──────── Source material

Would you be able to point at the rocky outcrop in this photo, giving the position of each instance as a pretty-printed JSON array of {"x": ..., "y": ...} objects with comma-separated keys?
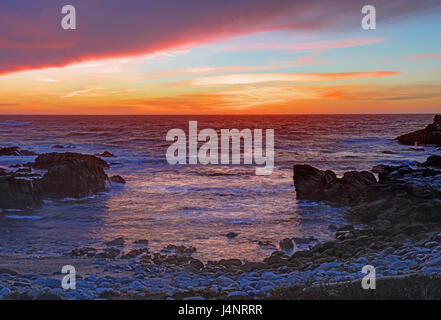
[
  {"x": 48, "y": 160},
  {"x": 68, "y": 175},
  {"x": 72, "y": 179},
  {"x": 317, "y": 185},
  {"x": 117, "y": 179},
  {"x": 402, "y": 195},
  {"x": 15, "y": 151},
  {"x": 106, "y": 154},
  {"x": 433, "y": 161},
  {"x": 430, "y": 135},
  {"x": 18, "y": 193}
]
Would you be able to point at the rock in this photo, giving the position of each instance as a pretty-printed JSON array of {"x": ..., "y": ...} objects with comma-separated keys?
[
  {"x": 4, "y": 292},
  {"x": 18, "y": 193},
  {"x": 117, "y": 179},
  {"x": 72, "y": 179},
  {"x": 106, "y": 154},
  {"x": 116, "y": 242},
  {"x": 49, "y": 160},
  {"x": 48, "y": 296},
  {"x": 287, "y": 244},
  {"x": 14, "y": 151},
  {"x": 231, "y": 235},
  {"x": 109, "y": 253},
  {"x": 316, "y": 185},
  {"x": 141, "y": 241},
  {"x": 89, "y": 252},
  {"x": 430, "y": 135},
  {"x": 229, "y": 263},
  {"x": 8, "y": 271},
  {"x": 397, "y": 210},
  {"x": 433, "y": 161},
  {"x": 197, "y": 264}
]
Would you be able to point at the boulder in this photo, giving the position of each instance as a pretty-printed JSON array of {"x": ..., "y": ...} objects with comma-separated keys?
[
  {"x": 49, "y": 160},
  {"x": 15, "y": 151},
  {"x": 433, "y": 161},
  {"x": 287, "y": 244},
  {"x": 430, "y": 135},
  {"x": 117, "y": 179},
  {"x": 18, "y": 193},
  {"x": 317, "y": 185},
  {"x": 71, "y": 178},
  {"x": 106, "y": 154}
]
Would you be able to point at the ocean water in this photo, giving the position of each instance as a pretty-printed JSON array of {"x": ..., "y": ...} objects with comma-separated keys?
[{"x": 195, "y": 204}]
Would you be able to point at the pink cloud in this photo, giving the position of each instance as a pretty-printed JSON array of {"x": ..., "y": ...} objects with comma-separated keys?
[
  {"x": 106, "y": 29},
  {"x": 426, "y": 56}
]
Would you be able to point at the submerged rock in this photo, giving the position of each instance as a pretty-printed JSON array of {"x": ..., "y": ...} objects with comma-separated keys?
[
  {"x": 116, "y": 242},
  {"x": 18, "y": 193},
  {"x": 287, "y": 244},
  {"x": 106, "y": 154},
  {"x": 72, "y": 179},
  {"x": 430, "y": 135},
  {"x": 433, "y": 161},
  {"x": 403, "y": 195},
  {"x": 117, "y": 179},
  {"x": 15, "y": 151},
  {"x": 49, "y": 160},
  {"x": 317, "y": 185}
]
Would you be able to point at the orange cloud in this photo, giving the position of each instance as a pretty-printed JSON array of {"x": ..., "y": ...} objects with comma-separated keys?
[{"x": 251, "y": 78}]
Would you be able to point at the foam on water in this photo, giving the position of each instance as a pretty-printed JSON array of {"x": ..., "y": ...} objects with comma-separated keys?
[{"x": 194, "y": 204}]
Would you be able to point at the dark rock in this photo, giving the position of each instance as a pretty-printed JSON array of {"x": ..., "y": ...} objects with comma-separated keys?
[
  {"x": 397, "y": 210},
  {"x": 106, "y": 154},
  {"x": 134, "y": 253},
  {"x": 433, "y": 161},
  {"x": 347, "y": 227},
  {"x": 18, "y": 193},
  {"x": 141, "y": 241},
  {"x": 298, "y": 240},
  {"x": 49, "y": 160},
  {"x": 48, "y": 296},
  {"x": 430, "y": 135},
  {"x": 229, "y": 263},
  {"x": 116, "y": 242},
  {"x": 180, "y": 250},
  {"x": 231, "y": 235},
  {"x": 72, "y": 179},
  {"x": 266, "y": 244},
  {"x": 79, "y": 252},
  {"x": 316, "y": 185},
  {"x": 14, "y": 151},
  {"x": 197, "y": 264},
  {"x": 286, "y": 244},
  {"x": 8, "y": 271},
  {"x": 117, "y": 179},
  {"x": 109, "y": 253}
]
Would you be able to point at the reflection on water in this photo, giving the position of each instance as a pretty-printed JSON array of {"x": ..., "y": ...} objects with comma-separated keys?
[{"x": 194, "y": 204}]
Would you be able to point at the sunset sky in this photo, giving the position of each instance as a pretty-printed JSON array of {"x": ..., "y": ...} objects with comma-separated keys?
[{"x": 219, "y": 57}]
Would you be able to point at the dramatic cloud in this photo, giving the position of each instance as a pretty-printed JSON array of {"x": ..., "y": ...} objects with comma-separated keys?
[
  {"x": 31, "y": 36},
  {"x": 251, "y": 78}
]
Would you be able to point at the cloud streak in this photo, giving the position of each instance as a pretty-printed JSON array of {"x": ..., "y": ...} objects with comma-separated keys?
[{"x": 108, "y": 29}]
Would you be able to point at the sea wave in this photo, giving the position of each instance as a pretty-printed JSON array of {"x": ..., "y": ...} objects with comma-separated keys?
[
  {"x": 16, "y": 217},
  {"x": 14, "y": 123}
]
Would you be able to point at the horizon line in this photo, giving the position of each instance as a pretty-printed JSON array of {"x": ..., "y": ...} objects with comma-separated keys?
[{"x": 216, "y": 114}]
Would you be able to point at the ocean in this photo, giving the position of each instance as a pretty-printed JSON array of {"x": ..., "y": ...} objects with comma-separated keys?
[{"x": 196, "y": 205}]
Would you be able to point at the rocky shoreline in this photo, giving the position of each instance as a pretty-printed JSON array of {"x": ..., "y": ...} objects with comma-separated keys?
[{"x": 395, "y": 226}]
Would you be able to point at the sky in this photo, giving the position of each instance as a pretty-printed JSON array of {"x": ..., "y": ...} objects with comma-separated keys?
[{"x": 220, "y": 57}]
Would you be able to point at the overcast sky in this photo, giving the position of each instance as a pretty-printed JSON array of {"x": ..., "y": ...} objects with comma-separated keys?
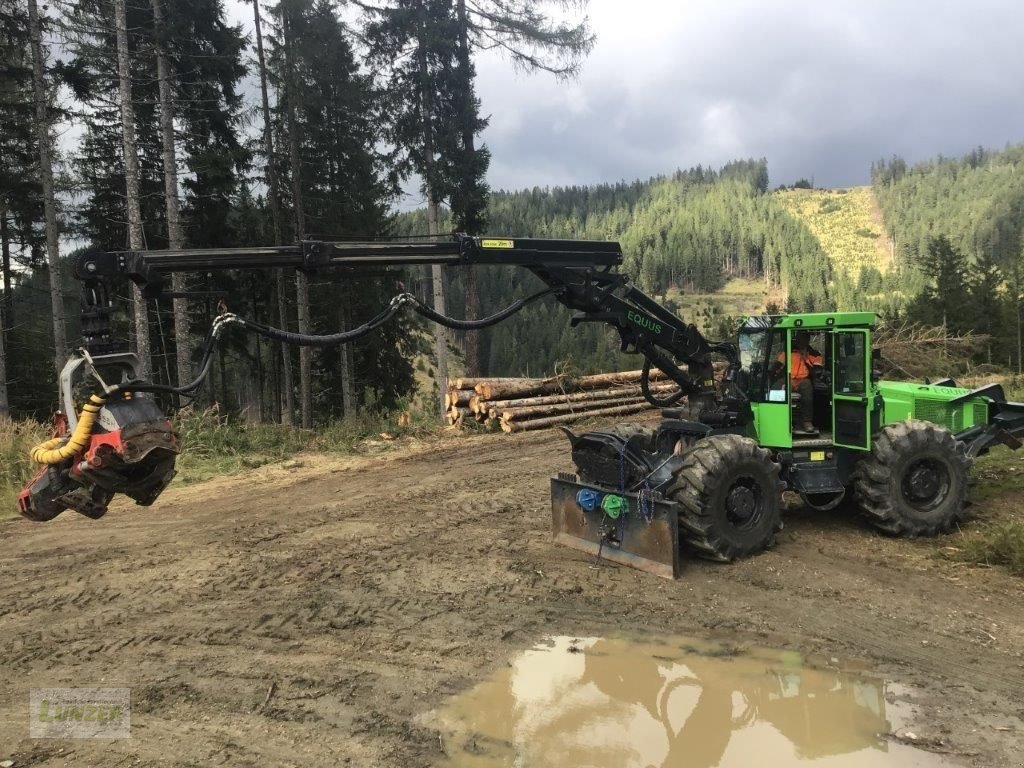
[{"x": 818, "y": 88}]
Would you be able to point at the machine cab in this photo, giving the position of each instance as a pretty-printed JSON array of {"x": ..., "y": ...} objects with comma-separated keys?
[{"x": 808, "y": 378}]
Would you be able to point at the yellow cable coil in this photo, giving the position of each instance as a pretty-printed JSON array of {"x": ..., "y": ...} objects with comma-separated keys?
[{"x": 52, "y": 452}]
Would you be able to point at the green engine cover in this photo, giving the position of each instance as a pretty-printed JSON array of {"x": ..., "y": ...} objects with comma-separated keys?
[{"x": 927, "y": 402}]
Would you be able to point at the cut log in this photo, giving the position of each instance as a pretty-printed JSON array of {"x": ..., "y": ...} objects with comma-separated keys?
[
  {"x": 459, "y": 397},
  {"x": 496, "y": 389},
  {"x": 629, "y": 390},
  {"x": 553, "y": 421},
  {"x": 465, "y": 383},
  {"x": 553, "y": 409}
]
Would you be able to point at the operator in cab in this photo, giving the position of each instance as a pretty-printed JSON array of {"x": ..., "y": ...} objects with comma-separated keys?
[{"x": 802, "y": 359}]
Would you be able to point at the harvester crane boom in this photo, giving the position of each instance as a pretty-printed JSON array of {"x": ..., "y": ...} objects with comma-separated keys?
[{"x": 578, "y": 274}]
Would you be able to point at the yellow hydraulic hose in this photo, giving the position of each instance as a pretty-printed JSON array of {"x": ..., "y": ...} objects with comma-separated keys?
[{"x": 52, "y": 452}]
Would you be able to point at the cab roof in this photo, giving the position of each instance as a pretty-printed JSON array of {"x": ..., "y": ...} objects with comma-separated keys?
[{"x": 811, "y": 321}]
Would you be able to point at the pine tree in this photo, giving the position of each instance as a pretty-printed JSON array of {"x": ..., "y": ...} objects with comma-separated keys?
[
  {"x": 44, "y": 147},
  {"x": 986, "y": 279}
]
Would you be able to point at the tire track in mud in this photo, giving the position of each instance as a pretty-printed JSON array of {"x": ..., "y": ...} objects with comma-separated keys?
[{"x": 366, "y": 594}]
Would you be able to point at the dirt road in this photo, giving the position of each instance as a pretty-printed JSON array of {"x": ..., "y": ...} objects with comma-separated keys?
[{"x": 306, "y": 614}]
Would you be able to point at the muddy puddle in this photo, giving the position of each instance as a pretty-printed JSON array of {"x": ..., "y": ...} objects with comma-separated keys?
[{"x": 617, "y": 704}]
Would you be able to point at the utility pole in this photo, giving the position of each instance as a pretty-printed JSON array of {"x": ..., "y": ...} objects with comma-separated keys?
[
  {"x": 46, "y": 179},
  {"x": 135, "y": 239},
  {"x": 175, "y": 238},
  {"x": 288, "y": 410}
]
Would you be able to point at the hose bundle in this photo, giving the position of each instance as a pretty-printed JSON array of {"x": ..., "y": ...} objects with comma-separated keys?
[{"x": 57, "y": 450}]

────────────────

* Problem to work on
Swap "Would you be able to" for "Could you" in the lines above, from the line with "Would you be able to point at the cab" through the last line, and give those lines back with nothing else changed.

* Solution for this task
Could you point at the cab roof in this photo, giving the position of each instance as a pretty-printed JSON array of {"x": ..., "y": ...} objects with comma-separated keys?
[{"x": 811, "y": 321}]
Could you point at the pine tree in this photo, giving the position of each instance as a pretty-printed JSON array of {"x": ..., "y": ...} objects with comma-separated keys?
[
  {"x": 44, "y": 147},
  {"x": 986, "y": 279}
]
Could you point at the tire track in mud in this photo, giving the position of each instance as a pretty-printed JSON array of {"x": ..., "y": ...} objects with comma-separated keys?
[{"x": 366, "y": 594}]
Could you point at the dirt road in this photo, giving the position of each instance as a pretty-printed JSON array of {"x": ..., "y": ...} objects with comma-separated keys?
[{"x": 306, "y": 614}]
Could you point at the muddy puddle in this photo, giving the position of each instance as a pretty-printed JSON array of {"x": ..., "y": ...} objects with comma-separated keys?
[{"x": 617, "y": 704}]
Could you point at the utility pole in this photo, giving the position of each instance as a pretty-printed JSON array of {"x": ..., "y": ...} objects with comma-separated keys?
[
  {"x": 46, "y": 179},
  {"x": 135, "y": 239},
  {"x": 175, "y": 238},
  {"x": 288, "y": 410}
]
Could you point at the hose bundle in this photo, giving the position of each instance as a pretty-printed JSON array of {"x": ..., "y": ...} objects with comma-separated keys?
[{"x": 57, "y": 450}]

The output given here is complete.